Instructions for the task:
In full and without deviation, write out the entries that follow.

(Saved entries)
........
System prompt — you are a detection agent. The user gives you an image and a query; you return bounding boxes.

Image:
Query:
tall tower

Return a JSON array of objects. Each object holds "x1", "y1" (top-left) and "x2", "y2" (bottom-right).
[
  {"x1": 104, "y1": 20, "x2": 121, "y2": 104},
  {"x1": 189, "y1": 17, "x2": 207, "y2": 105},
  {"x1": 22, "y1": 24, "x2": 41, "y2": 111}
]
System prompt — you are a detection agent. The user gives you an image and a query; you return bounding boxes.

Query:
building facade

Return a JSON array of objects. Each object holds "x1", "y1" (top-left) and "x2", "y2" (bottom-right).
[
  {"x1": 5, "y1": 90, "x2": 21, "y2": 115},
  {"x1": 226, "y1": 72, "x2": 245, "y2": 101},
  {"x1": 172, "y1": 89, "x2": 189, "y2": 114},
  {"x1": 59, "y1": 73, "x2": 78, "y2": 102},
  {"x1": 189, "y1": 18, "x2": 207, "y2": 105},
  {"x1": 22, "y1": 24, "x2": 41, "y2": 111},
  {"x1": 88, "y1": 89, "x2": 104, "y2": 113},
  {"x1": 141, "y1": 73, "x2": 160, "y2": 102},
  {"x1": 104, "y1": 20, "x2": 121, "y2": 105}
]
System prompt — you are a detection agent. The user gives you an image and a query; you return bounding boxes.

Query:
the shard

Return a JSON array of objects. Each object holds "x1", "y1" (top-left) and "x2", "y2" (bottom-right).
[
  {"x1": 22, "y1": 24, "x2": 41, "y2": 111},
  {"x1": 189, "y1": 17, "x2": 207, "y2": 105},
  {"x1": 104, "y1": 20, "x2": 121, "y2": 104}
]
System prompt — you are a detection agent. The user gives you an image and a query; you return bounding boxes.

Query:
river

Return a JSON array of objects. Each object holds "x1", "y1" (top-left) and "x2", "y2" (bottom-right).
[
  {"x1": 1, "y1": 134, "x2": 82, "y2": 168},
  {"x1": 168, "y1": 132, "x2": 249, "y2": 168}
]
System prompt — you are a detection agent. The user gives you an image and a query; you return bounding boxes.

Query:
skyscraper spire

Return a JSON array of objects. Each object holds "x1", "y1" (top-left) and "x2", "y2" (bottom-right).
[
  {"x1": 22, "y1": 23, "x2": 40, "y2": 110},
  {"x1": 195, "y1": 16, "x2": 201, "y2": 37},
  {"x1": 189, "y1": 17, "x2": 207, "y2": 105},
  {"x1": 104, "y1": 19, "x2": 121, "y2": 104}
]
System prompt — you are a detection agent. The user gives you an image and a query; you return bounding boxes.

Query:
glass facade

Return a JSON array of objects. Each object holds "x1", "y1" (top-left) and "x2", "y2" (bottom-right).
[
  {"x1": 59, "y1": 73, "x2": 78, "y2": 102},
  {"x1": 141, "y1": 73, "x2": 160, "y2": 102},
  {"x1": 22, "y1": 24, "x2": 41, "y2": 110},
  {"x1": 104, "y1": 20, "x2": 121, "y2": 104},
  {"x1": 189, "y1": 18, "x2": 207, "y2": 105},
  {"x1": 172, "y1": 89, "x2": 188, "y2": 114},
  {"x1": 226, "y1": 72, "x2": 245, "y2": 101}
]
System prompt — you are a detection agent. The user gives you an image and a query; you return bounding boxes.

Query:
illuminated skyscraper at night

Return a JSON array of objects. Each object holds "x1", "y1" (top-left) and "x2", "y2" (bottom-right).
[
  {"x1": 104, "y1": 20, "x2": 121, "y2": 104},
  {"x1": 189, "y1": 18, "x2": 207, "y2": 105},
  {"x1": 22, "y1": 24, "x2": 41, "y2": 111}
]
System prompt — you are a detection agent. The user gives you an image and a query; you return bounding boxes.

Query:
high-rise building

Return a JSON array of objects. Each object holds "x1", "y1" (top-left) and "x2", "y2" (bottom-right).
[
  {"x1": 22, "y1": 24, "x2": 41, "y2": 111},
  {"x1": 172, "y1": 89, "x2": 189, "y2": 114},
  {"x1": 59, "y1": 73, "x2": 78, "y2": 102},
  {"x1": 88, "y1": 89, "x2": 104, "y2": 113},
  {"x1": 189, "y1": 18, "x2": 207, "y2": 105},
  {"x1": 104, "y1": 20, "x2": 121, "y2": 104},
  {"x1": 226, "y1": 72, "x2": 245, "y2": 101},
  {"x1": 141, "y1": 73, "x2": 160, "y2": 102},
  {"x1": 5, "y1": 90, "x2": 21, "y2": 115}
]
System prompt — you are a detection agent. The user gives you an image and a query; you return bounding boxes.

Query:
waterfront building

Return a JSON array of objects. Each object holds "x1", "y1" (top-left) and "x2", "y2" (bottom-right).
........
Response to this task:
System prompt — you are a detection agent. The user gives you an image and a query; you return bounding boxes.

Image:
Query:
tall tower

Return a JSON array of objects. Each object holds "x1", "y1" (top-left) and "x2", "y2" (bottom-right).
[
  {"x1": 104, "y1": 20, "x2": 121, "y2": 104},
  {"x1": 189, "y1": 17, "x2": 207, "y2": 105},
  {"x1": 22, "y1": 24, "x2": 41, "y2": 111}
]
System prompt — you are a detection agent. The user gives you an image and a query; you return bounding boxes.

Query:
building facade

Return a JSON array of objects. Each object holds "x1", "y1" (top-left) and "x2", "y2" (bottom-right).
[
  {"x1": 5, "y1": 90, "x2": 21, "y2": 115},
  {"x1": 226, "y1": 72, "x2": 245, "y2": 101},
  {"x1": 172, "y1": 89, "x2": 189, "y2": 114},
  {"x1": 59, "y1": 73, "x2": 78, "y2": 102},
  {"x1": 189, "y1": 18, "x2": 207, "y2": 105},
  {"x1": 22, "y1": 24, "x2": 41, "y2": 111},
  {"x1": 88, "y1": 89, "x2": 104, "y2": 113},
  {"x1": 141, "y1": 73, "x2": 160, "y2": 102},
  {"x1": 104, "y1": 20, "x2": 121, "y2": 105}
]
System prompt — you are a detection agent. The user gives you an image and a query; you return bounding boxes.

Query:
the shard

Return a JSON array of objects. Each object holds "x1", "y1" (top-left) and "x2", "y2" (bottom-right).
[
  {"x1": 22, "y1": 24, "x2": 41, "y2": 111},
  {"x1": 189, "y1": 17, "x2": 207, "y2": 105},
  {"x1": 104, "y1": 20, "x2": 121, "y2": 104}
]
System prompt — you are a detection agent. The user gives you an image and a query; you return bounding boxes.

Query:
river

Return a JSON array of objects. Each object holds "x1", "y1" (top-left) and "x2", "y2" (bottom-right).
[
  {"x1": 1, "y1": 134, "x2": 82, "y2": 168},
  {"x1": 168, "y1": 132, "x2": 249, "y2": 168}
]
System prompt — you are a detection agent. The user gives you an image and a query; you return bounding boxes.

Query:
skyscraper spire

Return a JSON array of objects. Each object holds "x1", "y1" (top-left) and "x2", "y2" (bottom-right).
[
  {"x1": 22, "y1": 23, "x2": 40, "y2": 110},
  {"x1": 195, "y1": 16, "x2": 201, "y2": 37},
  {"x1": 189, "y1": 17, "x2": 207, "y2": 105},
  {"x1": 104, "y1": 19, "x2": 121, "y2": 104}
]
System prompt — you are a detection agent. The user gives you an image and a query; you return bounding boxes.

Query:
glass facade

Return a JSON array of objects. Each object holds "x1", "y1" (top-left) and "x2", "y2" (bottom-right).
[
  {"x1": 59, "y1": 73, "x2": 78, "y2": 102},
  {"x1": 141, "y1": 73, "x2": 160, "y2": 102},
  {"x1": 22, "y1": 24, "x2": 41, "y2": 110},
  {"x1": 104, "y1": 20, "x2": 121, "y2": 104},
  {"x1": 189, "y1": 18, "x2": 207, "y2": 105},
  {"x1": 172, "y1": 89, "x2": 188, "y2": 114},
  {"x1": 226, "y1": 72, "x2": 245, "y2": 101}
]
System prompt — you are a detection agent. The user gives you an image and a query; you return bounding boxes.

Query:
illuminated skyscraper at night

Return a JSON array of objects. Each object holds "x1", "y1" (top-left) and "x2", "y2" (bottom-right).
[
  {"x1": 104, "y1": 20, "x2": 121, "y2": 104},
  {"x1": 189, "y1": 18, "x2": 207, "y2": 105},
  {"x1": 22, "y1": 24, "x2": 41, "y2": 111}
]
System prompt — you are a detection agent. The user gives you an image and a query; you return bounding boxes.

Query:
high-rise building

Return a JSON array of objects. Each object holds "x1", "y1" (top-left) and "x2", "y2" (bottom-right).
[
  {"x1": 22, "y1": 24, "x2": 41, "y2": 111},
  {"x1": 172, "y1": 89, "x2": 189, "y2": 114},
  {"x1": 59, "y1": 73, "x2": 78, "y2": 102},
  {"x1": 88, "y1": 89, "x2": 104, "y2": 113},
  {"x1": 189, "y1": 18, "x2": 207, "y2": 105},
  {"x1": 104, "y1": 20, "x2": 121, "y2": 104},
  {"x1": 226, "y1": 72, "x2": 245, "y2": 101},
  {"x1": 141, "y1": 73, "x2": 160, "y2": 102},
  {"x1": 5, "y1": 90, "x2": 21, "y2": 115}
]
System prompt — you are a detection agent. The user gives you an image and a query; you return bounding boxes.

Query:
waterfront building

Return a JSON array of objects. Each object holds "x1", "y1" (top-left) and "x2", "y2" (bottom-right).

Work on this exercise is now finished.